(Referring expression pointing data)
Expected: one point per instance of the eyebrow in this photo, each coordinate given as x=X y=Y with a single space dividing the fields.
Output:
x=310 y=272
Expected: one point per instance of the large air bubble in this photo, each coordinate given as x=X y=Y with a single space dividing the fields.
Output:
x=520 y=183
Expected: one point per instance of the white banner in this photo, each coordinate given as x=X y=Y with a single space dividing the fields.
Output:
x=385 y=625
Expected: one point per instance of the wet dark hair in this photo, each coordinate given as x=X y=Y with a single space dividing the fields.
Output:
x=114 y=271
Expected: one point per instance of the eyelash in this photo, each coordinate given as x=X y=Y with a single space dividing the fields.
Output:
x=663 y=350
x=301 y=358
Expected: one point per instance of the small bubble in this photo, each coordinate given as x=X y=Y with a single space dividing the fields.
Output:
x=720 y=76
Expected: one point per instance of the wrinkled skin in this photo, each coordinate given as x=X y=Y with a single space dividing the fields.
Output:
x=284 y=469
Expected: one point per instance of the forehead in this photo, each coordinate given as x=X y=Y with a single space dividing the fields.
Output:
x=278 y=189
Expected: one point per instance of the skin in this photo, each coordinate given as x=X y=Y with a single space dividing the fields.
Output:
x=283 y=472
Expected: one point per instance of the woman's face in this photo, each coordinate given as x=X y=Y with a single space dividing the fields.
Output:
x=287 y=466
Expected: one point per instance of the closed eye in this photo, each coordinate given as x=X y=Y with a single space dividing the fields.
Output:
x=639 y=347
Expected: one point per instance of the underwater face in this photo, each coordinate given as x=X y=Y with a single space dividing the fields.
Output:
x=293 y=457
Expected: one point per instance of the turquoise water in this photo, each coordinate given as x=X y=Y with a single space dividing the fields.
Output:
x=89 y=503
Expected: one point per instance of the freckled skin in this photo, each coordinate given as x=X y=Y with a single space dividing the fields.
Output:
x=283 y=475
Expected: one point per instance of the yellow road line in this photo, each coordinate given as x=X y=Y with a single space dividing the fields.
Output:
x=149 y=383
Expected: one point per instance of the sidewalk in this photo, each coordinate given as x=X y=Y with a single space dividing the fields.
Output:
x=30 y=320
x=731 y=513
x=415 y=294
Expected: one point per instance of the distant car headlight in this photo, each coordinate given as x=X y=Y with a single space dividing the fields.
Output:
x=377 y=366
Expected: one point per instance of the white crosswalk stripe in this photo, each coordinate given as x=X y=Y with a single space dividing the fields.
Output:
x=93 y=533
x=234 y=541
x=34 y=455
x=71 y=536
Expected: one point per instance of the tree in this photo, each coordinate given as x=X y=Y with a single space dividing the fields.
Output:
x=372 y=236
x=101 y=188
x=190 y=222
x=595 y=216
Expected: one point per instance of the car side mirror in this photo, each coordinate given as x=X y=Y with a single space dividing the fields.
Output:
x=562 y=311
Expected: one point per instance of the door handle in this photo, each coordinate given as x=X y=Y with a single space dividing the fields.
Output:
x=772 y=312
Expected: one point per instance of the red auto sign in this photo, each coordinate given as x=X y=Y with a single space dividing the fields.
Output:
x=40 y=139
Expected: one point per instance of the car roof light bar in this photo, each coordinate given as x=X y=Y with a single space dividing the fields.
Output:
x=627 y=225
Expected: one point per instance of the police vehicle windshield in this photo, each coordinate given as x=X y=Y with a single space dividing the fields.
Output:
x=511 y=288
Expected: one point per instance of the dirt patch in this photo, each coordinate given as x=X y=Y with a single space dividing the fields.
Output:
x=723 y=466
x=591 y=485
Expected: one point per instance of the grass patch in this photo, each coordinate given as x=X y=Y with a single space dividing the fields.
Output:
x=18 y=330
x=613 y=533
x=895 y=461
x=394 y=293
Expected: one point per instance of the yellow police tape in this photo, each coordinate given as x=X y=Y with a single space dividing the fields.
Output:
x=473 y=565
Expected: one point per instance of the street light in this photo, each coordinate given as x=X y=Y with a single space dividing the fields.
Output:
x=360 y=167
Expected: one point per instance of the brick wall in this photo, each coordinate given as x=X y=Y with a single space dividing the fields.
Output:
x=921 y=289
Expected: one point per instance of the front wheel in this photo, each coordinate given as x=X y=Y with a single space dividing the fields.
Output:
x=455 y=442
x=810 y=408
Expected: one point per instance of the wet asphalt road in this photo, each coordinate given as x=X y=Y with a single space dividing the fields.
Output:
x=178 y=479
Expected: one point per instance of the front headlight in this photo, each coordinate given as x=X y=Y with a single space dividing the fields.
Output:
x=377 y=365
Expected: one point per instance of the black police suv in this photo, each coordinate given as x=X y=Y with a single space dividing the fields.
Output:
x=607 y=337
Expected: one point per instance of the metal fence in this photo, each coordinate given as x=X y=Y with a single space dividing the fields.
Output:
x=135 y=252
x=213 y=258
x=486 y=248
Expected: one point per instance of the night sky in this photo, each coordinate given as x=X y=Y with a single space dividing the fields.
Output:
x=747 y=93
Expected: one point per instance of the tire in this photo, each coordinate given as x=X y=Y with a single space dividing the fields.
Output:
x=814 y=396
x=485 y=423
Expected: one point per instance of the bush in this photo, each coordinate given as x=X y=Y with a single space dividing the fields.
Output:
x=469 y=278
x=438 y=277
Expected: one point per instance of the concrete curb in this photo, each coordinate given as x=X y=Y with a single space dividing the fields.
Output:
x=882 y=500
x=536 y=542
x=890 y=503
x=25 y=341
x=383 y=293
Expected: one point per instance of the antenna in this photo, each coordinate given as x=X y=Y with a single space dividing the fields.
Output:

**ASSIGNMENT:**
The entries above are to be output exactly as they appear.

**TASK SOLUTION:**
Expected: one point per instance of the eyebrow in this photo, each coordinate given as x=X y=Y with a single space dividing the fields.
Output:
x=310 y=272
Expected: one point per instance of the large air bubble in this photo, each coordinate given as x=X y=Y with a single space dividing the fields.
Output:
x=520 y=183
Expected: one point per instance of the white banner in this photo, each coordinate given as x=X y=Y with a single space dividing the fields.
Output:
x=385 y=625
Expected: one point per instance of the wet dark hair in this photo, each coordinate given as x=X y=Y with a single space dividing the fields.
Output:
x=114 y=271
Expected: one point per instance of the eyelash in this photo, each coordinate given as x=X y=Y with a single space dividing the fields.
Output:
x=663 y=350
x=301 y=358
Expected: one point per instance of the small bubble in this photo, each coordinate given as x=X y=Y with a single space dividing the fields.
Output:
x=720 y=76
Expected: one point per instance of the wrinkled skin in this photo, each coordinate given as x=X y=Y with a single space dividing the fields.
Output:
x=284 y=469
Expected: one point per instance of the forehead in this photo, each coordinate given as x=X y=Y with a single space dividing the fields.
Output:
x=278 y=189
Expected: one point per instance of the skin in this photo, each coordinate given as x=X y=Y with a single space dividing the fields.
Output:
x=283 y=472
Expected: one point per instance of the woman's face in this photo, each coordinate given as x=X y=Y with a single space dividing the fields.
Output:
x=287 y=466
Expected: one point per instance of the closed eye in this photo, each coordinate given as x=X y=Y with a single space dividing the fields.
Output:
x=639 y=347
Expected: one point per instance of the underwater face in this photo, each coordinate given as x=X y=Y with a single space dividing the fields.
Output:
x=293 y=457
Expected: one point per instance of the turquoise water in this photo, each coordinate given as x=X y=Y with a single space dividing the fields.
Output:
x=89 y=503
Expected: one point per instance of the freckled skin in this photo, each coordinate given as x=X y=Y with a single space dividing the fields.
Output:
x=283 y=475
Expected: one point per instance of the yellow road line in this photo, each coordinate given as x=X y=Y with a single space dividing the fields.
Output:
x=149 y=383
Expected: one point per instance of the sidewalk in this photo, each coordinate given as x=X y=Y with a single space dividing the fields.
Output:
x=30 y=320
x=731 y=513
x=415 y=294
Expected: one point per instance of the distant car headlight in this photo, each coordinate given as x=X y=Y with a single space dividing the fields.
Output:
x=377 y=366
Expected: one point per instance of the white crosswalk stripe in this photo, each coordinate given as x=X y=Y with a single space dividing the fields.
Output:
x=93 y=533
x=234 y=541
x=34 y=455
x=71 y=536
Expected: one point per instance of the tree in this photo, each coordinate given as x=X y=Y with a single space dividing the fields.
Output:
x=372 y=236
x=101 y=188
x=190 y=222
x=595 y=216
Expected: one point per instance of the car side mirror in this photo, each coordinate given as x=X y=Y with a single space dividing the fields.
Output:
x=562 y=311
Expected: one point per instance of the door handle in this photo, each coordinate given as x=X y=Y with a single space dividing the fields.
Output:
x=772 y=312
Expected: one point per instance of the red auto sign in this photo, each coordinate given as x=X y=Y with a single space dividing the fields.
Output:
x=40 y=139
Expected: one point per instance of the car roof light bar in this photo, each coordinate given as x=X y=Y with a single space dividing the fields.
Output:
x=627 y=225
Expected: one point per instance of the police vehicle windshield in this photo, each coordinate given as x=X y=Y with a single space dividing the fields.
Output:
x=511 y=288
Expected: one point per instance of the dirt patch in this photo, each coordinate given as x=X y=Y with a single space dividing the fields.
Output:
x=723 y=466
x=591 y=485
Expected: one point per instance of the grass patch in this photo, each coordinate given as x=X y=Y with a single space dividing the fields.
Output:
x=18 y=330
x=613 y=533
x=895 y=461
x=394 y=293
Expected: one point per instance of the yellow police tape in this photo, each coordinate given as x=X y=Y with a single space dividing the fields.
Output:
x=473 y=565
Expected: one point per instance of the street light in this photo, each coordinate given as x=X y=Y with a single space dividing the fields.
Output:
x=360 y=167
Expected: one point per instance of the brick wall in this photo, each coordinate given as x=X y=Y with a single space dividing the fields.
Output:
x=921 y=289
Expected: one point per instance of the front wheel in this photo, each coordinate given as x=X y=Y with a single space dividing the fields.
Output:
x=455 y=442
x=810 y=408
Expected: one point per instance of the wet asphalt road in this photo, each coordinate given as x=X y=Y with a single space dividing the fields.
Output:
x=178 y=479
Expected: one point per instance of the front headlight in this photo, each coordinate given as x=X y=Y with a single space dividing the fields.
Output:
x=377 y=365
Expected: one point per instance of the black police suv in this photo, each coordinate given as x=X y=Y with a single space dividing the fields.
Output:
x=607 y=337
Expected: one point per instance of the metal fence in this photo, each coordinate given as x=X y=Y with a single space dividing the fields.
Output:
x=135 y=252
x=213 y=258
x=486 y=248
Expected: one point per instance of the night sky in this photo, each coordinate given as x=X y=Y with a single space dividing the fields.
Output:
x=747 y=93
Expected: one point per instance of the tire in this photo, each coordinate given as x=X y=Y with a single space dividing the fields.
Output:
x=814 y=396
x=485 y=423
Expected: one point per instance of the bush in this photo, each coordinate given as x=X y=Y with a single space dividing the fields.
Output:
x=469 y=278
x=438 y=277
Expected: one point per instance of the concrete curb in this photo, each coordinate given as x=X y=Y with a single space dividing the fields.
Output:
x=882 y=500
x=536 y=542
x=890 y=503
x=25 y=341
x=383 y=293
Expected: one point per instance of the antenna in this photo, each coordinate given as x=X y=Y with a single space dividing the fields.
Output:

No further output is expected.